## begin EXCERPTED DATA
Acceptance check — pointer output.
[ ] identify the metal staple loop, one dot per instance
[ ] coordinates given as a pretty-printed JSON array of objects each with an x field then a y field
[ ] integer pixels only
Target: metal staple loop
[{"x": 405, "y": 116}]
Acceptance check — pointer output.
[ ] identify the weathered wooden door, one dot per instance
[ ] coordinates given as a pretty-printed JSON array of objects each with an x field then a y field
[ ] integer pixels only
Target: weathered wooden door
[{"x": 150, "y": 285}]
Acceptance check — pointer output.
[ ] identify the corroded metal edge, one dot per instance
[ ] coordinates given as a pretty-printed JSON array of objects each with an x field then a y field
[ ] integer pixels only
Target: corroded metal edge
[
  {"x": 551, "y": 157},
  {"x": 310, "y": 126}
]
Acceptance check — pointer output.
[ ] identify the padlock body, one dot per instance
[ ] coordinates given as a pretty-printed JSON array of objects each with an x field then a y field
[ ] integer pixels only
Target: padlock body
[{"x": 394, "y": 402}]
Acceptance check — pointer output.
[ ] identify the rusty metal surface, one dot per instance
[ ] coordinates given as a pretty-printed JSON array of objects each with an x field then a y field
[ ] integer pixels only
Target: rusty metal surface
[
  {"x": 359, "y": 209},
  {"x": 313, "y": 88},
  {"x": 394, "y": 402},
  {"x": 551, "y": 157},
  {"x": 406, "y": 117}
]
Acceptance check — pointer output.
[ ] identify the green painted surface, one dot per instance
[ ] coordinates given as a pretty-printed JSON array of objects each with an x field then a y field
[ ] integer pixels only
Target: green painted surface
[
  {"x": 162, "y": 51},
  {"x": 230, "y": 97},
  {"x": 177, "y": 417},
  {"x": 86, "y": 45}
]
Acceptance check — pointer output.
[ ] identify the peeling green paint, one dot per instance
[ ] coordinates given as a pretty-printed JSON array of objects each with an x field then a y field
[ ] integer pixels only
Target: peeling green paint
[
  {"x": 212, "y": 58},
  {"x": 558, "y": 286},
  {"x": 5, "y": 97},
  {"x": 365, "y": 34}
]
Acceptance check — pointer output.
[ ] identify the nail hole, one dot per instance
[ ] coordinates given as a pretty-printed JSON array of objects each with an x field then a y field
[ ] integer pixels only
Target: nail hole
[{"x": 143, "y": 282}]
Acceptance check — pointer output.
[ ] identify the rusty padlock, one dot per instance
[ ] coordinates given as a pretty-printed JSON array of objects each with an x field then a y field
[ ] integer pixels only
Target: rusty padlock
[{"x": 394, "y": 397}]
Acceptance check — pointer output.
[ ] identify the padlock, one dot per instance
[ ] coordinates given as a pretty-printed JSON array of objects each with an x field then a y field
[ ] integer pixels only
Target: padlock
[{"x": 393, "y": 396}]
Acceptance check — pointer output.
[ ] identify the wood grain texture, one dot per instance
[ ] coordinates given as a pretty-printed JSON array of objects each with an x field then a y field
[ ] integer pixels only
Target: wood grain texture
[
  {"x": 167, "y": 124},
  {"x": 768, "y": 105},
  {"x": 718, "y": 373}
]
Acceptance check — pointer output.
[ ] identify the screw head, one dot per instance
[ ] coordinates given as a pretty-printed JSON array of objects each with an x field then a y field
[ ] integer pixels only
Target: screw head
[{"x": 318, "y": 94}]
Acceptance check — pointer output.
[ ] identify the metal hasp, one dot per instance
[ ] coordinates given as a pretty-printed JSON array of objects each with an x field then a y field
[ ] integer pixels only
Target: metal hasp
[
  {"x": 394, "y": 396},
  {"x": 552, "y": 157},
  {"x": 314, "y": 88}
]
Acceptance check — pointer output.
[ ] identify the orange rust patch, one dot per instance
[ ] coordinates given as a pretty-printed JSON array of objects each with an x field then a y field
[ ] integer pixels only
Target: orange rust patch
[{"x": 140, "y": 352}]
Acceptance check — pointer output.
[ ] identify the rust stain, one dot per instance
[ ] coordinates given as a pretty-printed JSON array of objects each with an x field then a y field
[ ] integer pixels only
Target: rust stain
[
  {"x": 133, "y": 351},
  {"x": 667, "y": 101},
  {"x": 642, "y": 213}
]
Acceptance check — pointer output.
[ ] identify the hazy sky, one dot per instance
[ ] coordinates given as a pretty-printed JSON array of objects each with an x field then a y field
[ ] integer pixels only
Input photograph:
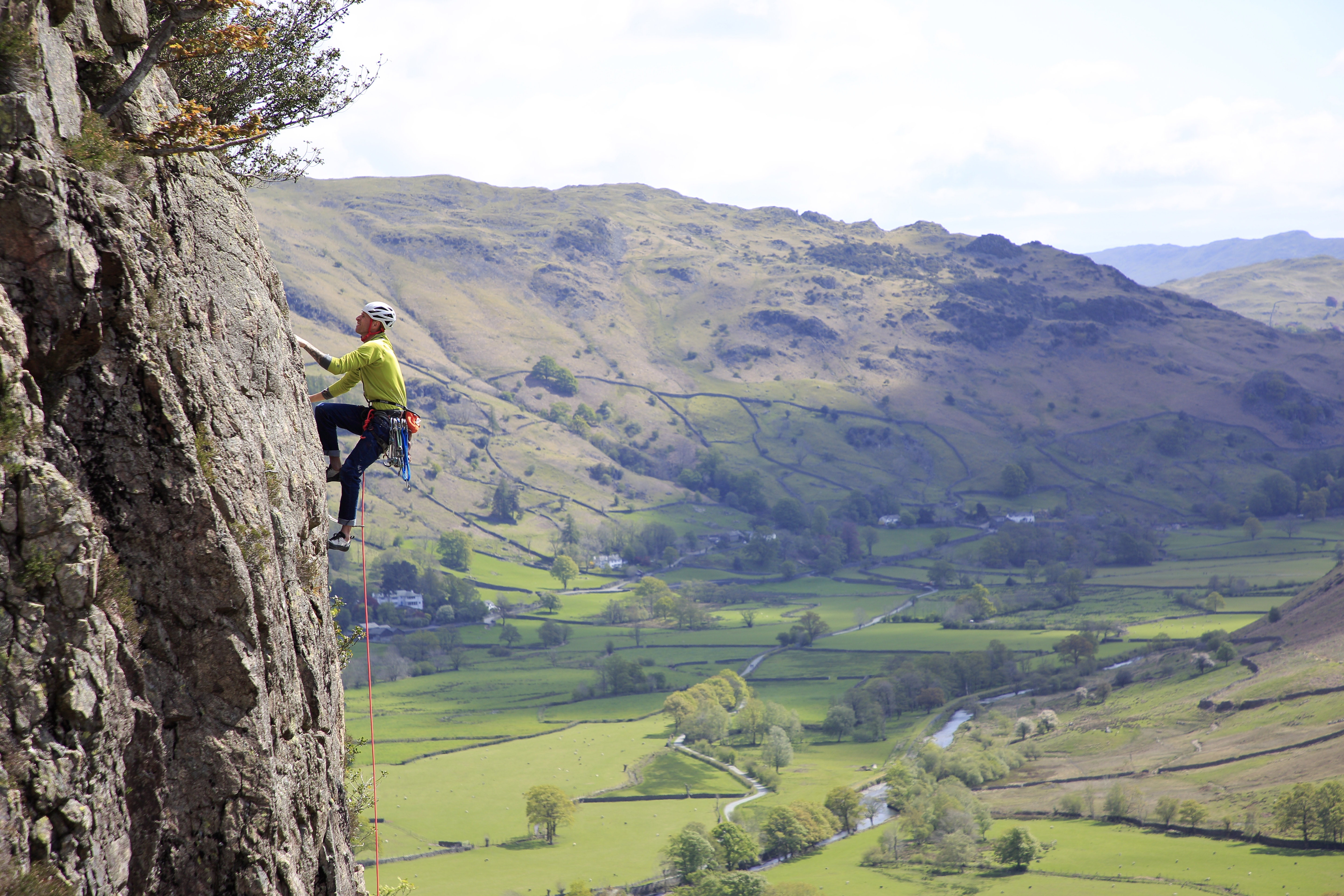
## end EXCERPTED DATA
REQUIRED TASK: Count the lines in the data above that contain the string "metal" and give only that number.

THE OUTPUT: 8